(Point localization data)
=== Begin Enclosure ===

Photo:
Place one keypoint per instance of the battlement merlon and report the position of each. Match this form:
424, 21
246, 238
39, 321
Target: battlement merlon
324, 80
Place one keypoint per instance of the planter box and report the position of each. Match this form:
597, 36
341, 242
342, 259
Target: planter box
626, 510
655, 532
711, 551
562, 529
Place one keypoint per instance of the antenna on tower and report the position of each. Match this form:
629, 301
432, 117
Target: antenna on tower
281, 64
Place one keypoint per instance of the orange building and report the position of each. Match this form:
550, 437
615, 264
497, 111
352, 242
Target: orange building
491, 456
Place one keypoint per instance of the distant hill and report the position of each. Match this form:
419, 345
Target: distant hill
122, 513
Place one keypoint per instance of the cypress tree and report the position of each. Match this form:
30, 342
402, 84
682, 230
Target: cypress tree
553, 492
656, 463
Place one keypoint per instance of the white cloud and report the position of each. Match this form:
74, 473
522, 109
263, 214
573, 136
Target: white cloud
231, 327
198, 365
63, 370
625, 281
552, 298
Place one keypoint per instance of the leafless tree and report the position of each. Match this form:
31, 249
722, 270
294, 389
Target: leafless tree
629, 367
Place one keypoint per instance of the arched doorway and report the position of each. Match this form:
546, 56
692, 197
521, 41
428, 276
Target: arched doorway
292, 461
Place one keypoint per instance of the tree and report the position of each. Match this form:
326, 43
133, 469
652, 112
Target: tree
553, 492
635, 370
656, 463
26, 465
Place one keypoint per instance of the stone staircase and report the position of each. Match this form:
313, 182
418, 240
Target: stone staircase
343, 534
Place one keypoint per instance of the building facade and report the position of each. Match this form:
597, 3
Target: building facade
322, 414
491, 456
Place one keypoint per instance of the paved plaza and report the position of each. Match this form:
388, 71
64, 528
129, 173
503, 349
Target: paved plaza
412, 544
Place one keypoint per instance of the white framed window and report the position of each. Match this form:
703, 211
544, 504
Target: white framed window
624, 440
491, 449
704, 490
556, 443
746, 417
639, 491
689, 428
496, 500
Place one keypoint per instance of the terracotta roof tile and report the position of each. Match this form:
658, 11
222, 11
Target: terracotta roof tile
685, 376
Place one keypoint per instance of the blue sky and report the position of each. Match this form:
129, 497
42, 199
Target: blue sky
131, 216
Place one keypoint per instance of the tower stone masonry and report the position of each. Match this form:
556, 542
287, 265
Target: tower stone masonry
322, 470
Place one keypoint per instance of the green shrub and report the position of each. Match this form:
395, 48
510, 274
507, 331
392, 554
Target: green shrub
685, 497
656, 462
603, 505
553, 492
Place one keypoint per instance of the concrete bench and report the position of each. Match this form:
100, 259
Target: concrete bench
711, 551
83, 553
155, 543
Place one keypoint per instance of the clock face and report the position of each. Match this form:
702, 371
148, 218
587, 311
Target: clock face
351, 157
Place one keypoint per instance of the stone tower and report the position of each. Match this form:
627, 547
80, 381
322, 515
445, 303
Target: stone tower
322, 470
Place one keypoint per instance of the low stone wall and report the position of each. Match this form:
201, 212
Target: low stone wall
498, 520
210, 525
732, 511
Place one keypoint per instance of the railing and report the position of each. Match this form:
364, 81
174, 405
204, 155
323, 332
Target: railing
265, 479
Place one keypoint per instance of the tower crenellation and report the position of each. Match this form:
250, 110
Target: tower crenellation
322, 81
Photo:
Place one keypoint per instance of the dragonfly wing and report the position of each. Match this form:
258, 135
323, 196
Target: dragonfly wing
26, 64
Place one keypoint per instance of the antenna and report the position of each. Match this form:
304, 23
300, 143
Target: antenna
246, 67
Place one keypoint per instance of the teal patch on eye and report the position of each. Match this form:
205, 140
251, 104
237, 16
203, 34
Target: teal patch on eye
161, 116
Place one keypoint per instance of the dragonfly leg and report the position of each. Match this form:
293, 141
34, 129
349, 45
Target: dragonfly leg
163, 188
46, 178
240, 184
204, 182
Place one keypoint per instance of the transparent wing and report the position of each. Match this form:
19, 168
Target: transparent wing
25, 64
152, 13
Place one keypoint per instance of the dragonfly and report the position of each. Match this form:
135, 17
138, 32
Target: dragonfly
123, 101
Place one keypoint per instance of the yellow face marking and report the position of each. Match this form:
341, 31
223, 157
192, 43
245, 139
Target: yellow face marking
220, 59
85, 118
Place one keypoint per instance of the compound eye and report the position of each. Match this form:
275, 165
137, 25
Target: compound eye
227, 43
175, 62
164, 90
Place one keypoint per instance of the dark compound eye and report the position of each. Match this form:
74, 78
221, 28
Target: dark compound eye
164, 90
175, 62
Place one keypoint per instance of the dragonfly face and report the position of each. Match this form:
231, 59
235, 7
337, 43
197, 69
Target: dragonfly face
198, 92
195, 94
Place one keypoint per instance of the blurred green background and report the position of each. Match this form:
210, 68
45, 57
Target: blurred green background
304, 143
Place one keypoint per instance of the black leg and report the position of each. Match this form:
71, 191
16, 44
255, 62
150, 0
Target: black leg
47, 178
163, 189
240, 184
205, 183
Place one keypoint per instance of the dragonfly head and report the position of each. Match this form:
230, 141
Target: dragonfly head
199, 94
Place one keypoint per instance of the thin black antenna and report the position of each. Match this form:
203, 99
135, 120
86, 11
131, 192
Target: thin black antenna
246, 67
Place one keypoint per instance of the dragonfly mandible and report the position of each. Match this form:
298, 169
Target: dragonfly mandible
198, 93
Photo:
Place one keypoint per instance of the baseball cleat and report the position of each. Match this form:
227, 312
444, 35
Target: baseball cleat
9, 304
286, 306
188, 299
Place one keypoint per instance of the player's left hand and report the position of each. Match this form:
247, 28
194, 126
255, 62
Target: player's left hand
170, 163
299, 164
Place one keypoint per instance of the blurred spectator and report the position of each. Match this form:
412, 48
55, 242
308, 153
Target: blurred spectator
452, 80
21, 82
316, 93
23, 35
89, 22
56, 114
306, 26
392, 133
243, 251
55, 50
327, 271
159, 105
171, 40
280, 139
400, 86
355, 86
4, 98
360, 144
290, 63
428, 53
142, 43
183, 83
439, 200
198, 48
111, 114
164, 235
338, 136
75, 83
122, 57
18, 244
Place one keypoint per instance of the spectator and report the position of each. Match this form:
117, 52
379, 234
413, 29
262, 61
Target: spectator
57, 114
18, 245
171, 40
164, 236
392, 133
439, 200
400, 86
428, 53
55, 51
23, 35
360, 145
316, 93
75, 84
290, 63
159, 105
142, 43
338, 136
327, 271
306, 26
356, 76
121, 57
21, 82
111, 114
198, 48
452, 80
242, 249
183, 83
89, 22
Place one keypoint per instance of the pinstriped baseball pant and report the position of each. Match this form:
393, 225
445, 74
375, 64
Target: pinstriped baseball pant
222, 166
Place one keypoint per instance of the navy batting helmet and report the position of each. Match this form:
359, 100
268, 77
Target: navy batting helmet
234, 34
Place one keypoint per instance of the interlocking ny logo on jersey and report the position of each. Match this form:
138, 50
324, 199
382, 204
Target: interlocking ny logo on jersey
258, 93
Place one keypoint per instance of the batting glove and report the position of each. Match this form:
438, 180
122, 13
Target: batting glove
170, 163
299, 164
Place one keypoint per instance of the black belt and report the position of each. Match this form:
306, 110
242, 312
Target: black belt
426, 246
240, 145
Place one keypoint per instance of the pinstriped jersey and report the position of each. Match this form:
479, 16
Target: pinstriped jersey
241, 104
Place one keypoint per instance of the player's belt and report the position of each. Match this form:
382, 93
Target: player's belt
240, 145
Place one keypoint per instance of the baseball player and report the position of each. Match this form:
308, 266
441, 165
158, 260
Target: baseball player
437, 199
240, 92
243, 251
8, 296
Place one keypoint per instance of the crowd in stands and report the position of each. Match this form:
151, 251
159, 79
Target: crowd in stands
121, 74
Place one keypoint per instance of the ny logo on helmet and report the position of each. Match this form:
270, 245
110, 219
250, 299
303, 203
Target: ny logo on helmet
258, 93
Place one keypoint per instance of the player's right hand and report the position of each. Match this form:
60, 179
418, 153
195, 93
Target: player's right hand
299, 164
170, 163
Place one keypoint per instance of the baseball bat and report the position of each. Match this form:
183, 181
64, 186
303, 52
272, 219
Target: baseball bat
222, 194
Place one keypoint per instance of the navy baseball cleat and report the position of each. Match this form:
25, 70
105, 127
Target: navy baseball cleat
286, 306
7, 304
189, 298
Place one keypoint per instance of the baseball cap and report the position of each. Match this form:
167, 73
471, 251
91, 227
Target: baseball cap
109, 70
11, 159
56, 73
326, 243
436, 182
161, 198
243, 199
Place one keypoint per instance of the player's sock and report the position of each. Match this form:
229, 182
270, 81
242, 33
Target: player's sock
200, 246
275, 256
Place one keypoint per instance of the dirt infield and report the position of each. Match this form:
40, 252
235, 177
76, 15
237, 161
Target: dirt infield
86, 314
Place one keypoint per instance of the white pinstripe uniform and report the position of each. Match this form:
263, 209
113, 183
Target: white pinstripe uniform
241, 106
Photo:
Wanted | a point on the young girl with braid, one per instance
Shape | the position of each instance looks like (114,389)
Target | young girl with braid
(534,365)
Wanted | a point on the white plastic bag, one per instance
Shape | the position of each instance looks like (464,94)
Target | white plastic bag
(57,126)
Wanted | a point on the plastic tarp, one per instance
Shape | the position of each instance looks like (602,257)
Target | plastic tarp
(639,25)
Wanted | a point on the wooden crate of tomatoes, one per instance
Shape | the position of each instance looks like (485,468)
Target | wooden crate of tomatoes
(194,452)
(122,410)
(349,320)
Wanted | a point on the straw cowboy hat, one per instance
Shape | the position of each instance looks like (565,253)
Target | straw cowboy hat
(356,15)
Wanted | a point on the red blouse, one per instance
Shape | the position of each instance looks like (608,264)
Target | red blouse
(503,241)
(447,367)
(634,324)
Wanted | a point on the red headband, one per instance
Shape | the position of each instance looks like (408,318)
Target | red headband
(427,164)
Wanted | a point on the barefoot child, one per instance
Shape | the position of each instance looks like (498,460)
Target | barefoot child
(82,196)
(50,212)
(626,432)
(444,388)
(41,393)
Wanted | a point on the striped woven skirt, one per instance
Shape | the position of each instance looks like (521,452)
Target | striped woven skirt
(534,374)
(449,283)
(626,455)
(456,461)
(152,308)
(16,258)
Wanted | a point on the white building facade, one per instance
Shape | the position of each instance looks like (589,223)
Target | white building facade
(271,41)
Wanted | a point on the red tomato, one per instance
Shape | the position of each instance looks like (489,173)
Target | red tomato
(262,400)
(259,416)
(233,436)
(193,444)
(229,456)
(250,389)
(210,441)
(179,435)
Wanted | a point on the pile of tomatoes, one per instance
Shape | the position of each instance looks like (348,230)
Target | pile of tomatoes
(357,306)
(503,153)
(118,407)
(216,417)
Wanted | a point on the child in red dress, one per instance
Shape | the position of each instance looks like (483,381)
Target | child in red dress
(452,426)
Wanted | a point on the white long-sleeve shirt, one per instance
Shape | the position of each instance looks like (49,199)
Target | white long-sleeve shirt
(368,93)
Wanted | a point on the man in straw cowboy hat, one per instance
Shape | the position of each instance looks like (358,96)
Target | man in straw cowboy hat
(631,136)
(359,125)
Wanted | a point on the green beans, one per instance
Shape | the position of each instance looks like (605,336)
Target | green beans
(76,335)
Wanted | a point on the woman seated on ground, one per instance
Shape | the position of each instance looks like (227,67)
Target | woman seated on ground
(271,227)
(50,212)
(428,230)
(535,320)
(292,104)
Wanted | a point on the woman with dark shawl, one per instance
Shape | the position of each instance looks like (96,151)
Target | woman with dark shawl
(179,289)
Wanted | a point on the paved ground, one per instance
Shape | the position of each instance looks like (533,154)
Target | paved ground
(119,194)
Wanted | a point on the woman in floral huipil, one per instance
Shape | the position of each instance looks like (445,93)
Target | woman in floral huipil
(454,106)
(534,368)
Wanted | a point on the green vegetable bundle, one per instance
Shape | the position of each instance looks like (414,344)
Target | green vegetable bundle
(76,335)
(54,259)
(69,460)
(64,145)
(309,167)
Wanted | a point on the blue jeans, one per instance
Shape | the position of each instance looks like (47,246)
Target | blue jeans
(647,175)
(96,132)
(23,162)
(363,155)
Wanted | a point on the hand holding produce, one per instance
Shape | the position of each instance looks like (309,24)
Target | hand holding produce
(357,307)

=== End Enclosure ===

(About this exercise) Your answer should consist only of the lines above between the line holding "Shape | the position of each instance looks like (533,154)" and the line holding "Shape | the position of each instance looks like (309,24)", inclusive, each transcribed exactly.

(Result of the exercise)
Shape | the position of each instance looks like (533,154)
Target | paved ground
(119,194)
Wanted | a point on the woman in floral huipil, one per instance
Shape | the position of each instance looks like (445,93)
Target | woman in floral huipil
(454,106)
(534,368)
Wanted | a point on the green vegetable bundle, one per instance
Shape | the position of each instance looks like (414,344)
Target | green vegetable bundle
(76,335)
(54,259)
(69,460)
(64,145)
(309,167)
Wanted | a point on the blue jeans, one per instance
Shape | the position of each instance looks like (47,246)
Target | blue jeans
(647,175)
(96,132)
(23,162)
(363,155)
Wanted | a point on the hand holding produce, one per instance
Shape | the position of each instance looks like (309,24)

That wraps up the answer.